+++ Quoted text

I have an American farang acquaintance I met a few trips ago and we've corresponded constantly since, just exchanging tips and experiences. Now he has a Thai BF and my friend would like his BF to take some English lessons while my friend is in between trips. I've met the boy and his English is not that good, but he seems game to learn and to get better at it.

 

I'm sure some of you here have had experience with helping your boys take English lessons. Would any of you recommend a good school or institution to go to for this? How much for the lessons? He is looking for a Bangkok school but maybe there are pattaya options as well.

 

Also as a follow up maybe those you who have had experience doing this can share their thoughts on the effectiveness of getting lessons. Did the boy's English really improve? Are the lessons effective? Was the opportunity squandered?

 

Thanks guys!

Posted

Have your friend have a look at duolingo. It also has an app along with a Web page that will help him learn english.

 

https://www.duolingo.com

 

The best new way to learn a language.

++++++
+++ Supplied information

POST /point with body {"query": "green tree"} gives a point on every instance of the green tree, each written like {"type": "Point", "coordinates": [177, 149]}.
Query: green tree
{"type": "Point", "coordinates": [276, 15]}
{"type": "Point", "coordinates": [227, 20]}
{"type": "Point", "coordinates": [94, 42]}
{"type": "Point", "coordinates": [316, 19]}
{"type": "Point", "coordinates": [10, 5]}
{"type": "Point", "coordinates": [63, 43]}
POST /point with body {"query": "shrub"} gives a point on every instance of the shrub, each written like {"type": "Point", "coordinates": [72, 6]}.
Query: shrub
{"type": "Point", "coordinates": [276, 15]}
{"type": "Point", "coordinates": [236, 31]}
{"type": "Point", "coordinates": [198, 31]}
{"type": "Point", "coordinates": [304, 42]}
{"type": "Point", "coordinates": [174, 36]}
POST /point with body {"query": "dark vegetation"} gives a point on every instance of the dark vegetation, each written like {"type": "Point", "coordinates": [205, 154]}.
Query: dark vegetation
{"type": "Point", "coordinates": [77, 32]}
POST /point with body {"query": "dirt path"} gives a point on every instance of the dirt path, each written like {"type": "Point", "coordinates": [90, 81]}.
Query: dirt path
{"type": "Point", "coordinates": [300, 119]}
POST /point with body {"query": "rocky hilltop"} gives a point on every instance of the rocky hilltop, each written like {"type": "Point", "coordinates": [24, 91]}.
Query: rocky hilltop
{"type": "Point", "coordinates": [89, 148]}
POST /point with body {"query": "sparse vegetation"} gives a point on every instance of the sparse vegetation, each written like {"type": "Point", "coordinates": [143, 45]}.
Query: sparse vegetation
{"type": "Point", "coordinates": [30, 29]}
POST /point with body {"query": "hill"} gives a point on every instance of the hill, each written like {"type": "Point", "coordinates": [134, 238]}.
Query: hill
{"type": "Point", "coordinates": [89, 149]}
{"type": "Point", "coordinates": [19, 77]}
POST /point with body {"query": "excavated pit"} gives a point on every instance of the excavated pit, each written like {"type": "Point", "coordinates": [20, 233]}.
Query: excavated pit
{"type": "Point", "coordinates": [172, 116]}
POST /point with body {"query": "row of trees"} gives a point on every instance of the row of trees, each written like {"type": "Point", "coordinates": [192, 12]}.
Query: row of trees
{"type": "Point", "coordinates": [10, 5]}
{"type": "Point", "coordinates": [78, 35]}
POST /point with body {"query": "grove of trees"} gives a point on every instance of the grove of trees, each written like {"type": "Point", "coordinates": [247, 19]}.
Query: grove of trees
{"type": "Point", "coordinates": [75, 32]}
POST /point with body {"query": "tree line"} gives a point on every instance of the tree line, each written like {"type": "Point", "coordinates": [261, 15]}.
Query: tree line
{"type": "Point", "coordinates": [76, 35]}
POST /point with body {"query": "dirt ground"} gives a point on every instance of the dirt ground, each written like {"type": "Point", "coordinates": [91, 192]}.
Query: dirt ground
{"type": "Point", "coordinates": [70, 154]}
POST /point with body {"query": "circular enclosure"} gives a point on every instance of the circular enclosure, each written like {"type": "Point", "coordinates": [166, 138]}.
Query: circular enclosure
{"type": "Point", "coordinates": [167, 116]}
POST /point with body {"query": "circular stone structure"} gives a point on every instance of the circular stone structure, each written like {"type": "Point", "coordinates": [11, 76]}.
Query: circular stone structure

++++++

** Tasks and exercises **
- 1) For each statement below, say whether it agrees with the forum post about English lessons above, and quote the words that decide it.
(a) The friend's Thai partner already speaks English well.
(b) The writer asks what the lessons cost.
(c) According to the reply, duolingo is offered only as a web page.
- 2) Write the next part of the forum thread about English lessons, starting after its final sentence.

** Expected results **
- 1)
(a) No: "his English is not that good"
(b) Yes: "How much for the lessons?"
(c) No: "It also has an app along with a Web page"

- 2)
Learning with Duolingo is fun and addictive. Earn points for correct answers, race against the clock, and level up. Our bite-sized lessons are effective, and we have proof that it works.

 

See how we do it

Gamification poured into every lesson.

 

Read, Listen, Speak

 

Each lesson includes a variety of speaking, listening, translation, and multiple choice challenges.

Posted

maybe those you who have had experience doing this can share their thoughts on the effectiveness of getting lessons.

 

You're not going to like my response.  I've had quite a bit of experience over the years with it - none of it good.  Many well meaning farang have tried putting these boys through English lessons.  In every case it was an utter failure - not because the school isn't any good, but because the boys won't go.  In every case I've personally dealt with or simply heard about, the boys might go a few times, but they always get bored with it or find it too difficult and just drop it.

 

I've seen times when the boy goes once or twice and then gets the school to refund the money - to himself.  End of lessons and end of money.

 

I remember one time when a hapless farang was in Pattaya for a holiday, made the common mistake of falling in love with a bar boy, convinced himself the boy had fallen in love with him too, and was going to pay for English lessons for him.  He at least had sense enough not to give the money for it until the moment he left.  He asked me to take the money and pay the school.  I usually won't involve myself with other people's money, but this time I did.  I was there the night he departed.  He gave me the money when the taxi arrived at his hotel, The Ambiance, bid the boy a tearful goodbye, and drove off in the taxi.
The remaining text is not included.